Tuesday, August 01, 2006
stop thinking about the apocalypse
I made a to-do list yesterday morning: make doctor appointment, call Michelle, get car into the mechanic, mock-up cover for Ann. Nearing the end of my tasks I stopped, thought a second, and wrote: stop thinking about the apocalypse. This task also received a little box to check-mark when complete.
Why, particularly when things in my life are changing for the better, does death come careening around every corner of my mind?
The weather is unbearably hot. I can't sleep at home because my little air conditioner just manages to cool the air three feet around it. I imagine myself fleeing to the mountains, to Canada, anyplace free of humidity. I daydream about ice and snow, and then remember I don't even like winter. I think, It's only going to get worse. I don't consider the circumstances romantically, the solidarity of the human race joining together to fight global warming. I prefer to panic.
And so I stepped on a nail sticking up out of the plywood in my old office. Not on purpose, of course. I'd been mindful of those nails sticking up after the carpet was pulled out, God only knows when I last had a tetanus shot. But then I left my shoes off when I went up to turn on the air conditioning and of course I stepped on one. It bled only a little, but I know myself: I'd be exhibiting all the signs of lockjaw by evening if I didn't get a shot. It isn't such a bother to go get one either, except that it was 99°F outside and my car is not working (and if it did it wouldn't have air conditioning), and my doctor was out of tetanus. The office suggested I go to the emergency room. No way.

* [Problem to work on]
Extend the diary entry about the heat wave and the stepped-on nail, beginning right after its final sentence.

* [Data provided]
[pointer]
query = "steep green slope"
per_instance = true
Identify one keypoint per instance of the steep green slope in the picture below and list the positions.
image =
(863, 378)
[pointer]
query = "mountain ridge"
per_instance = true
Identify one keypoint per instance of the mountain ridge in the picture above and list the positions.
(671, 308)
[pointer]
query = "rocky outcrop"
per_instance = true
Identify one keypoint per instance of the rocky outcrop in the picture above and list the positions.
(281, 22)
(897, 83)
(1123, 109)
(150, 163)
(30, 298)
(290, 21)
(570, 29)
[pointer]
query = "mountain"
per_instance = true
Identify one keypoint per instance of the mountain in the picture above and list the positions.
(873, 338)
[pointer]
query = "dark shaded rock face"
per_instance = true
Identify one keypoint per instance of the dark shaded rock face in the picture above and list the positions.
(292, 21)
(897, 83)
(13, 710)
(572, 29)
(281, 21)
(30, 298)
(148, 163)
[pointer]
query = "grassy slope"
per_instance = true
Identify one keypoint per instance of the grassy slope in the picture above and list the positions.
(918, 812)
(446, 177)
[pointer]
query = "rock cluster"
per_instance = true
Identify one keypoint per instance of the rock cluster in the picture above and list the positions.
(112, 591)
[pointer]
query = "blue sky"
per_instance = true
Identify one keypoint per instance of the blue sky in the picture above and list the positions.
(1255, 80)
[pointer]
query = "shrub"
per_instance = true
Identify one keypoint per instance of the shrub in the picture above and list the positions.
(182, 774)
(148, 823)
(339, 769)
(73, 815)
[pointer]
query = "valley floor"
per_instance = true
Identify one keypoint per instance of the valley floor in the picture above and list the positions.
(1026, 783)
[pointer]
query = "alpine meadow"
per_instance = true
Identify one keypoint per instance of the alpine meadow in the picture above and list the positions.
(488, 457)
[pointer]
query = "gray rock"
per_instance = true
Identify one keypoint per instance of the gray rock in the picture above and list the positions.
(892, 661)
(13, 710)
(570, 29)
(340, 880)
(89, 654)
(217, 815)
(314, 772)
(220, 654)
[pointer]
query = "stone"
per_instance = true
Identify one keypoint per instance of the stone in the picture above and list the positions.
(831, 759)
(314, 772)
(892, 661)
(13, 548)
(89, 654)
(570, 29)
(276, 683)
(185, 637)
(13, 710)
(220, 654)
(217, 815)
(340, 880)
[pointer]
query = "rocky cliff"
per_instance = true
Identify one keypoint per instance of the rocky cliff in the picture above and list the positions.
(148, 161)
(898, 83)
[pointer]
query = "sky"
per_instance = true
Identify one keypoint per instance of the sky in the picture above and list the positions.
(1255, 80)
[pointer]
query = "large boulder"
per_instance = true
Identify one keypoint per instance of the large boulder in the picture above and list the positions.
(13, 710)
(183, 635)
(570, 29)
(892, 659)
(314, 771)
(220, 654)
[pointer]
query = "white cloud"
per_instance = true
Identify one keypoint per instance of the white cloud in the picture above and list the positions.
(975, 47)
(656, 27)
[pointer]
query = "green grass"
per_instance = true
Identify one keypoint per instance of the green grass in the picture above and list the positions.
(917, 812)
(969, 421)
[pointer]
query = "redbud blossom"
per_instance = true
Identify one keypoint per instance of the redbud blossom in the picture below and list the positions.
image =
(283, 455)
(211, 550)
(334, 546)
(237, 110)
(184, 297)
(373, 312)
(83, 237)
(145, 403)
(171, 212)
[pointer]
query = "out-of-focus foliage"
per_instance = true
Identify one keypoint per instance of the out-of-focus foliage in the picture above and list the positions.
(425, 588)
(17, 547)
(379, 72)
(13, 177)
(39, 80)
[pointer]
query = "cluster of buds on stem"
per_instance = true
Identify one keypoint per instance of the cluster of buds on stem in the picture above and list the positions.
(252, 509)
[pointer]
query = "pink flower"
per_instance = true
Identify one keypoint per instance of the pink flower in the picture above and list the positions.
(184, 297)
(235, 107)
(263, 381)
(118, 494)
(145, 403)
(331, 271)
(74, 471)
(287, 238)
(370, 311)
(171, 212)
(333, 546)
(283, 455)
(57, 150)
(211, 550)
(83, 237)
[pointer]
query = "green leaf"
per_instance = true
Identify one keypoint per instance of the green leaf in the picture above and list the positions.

* [Response]
It's all messed-up I think. I didn't even want to turn the air conditioning on because I'm afraid it's causing global warming. But it's so hot outside because of global warming that I have to. And then when I go to turn it on I get a nail in the foot.
But it's not just global warming and lockjaw: it's death and heck, it's everywhere. In Israel, Lebanon, Somalia, my throat (I'm getting a sore throat--ok?). Clearly I've got things a bit out of perspective. Additionally, I don't have an uplifting ending for this entry. You'll have to wait until tomorrow for that, I have to think on it. (grin)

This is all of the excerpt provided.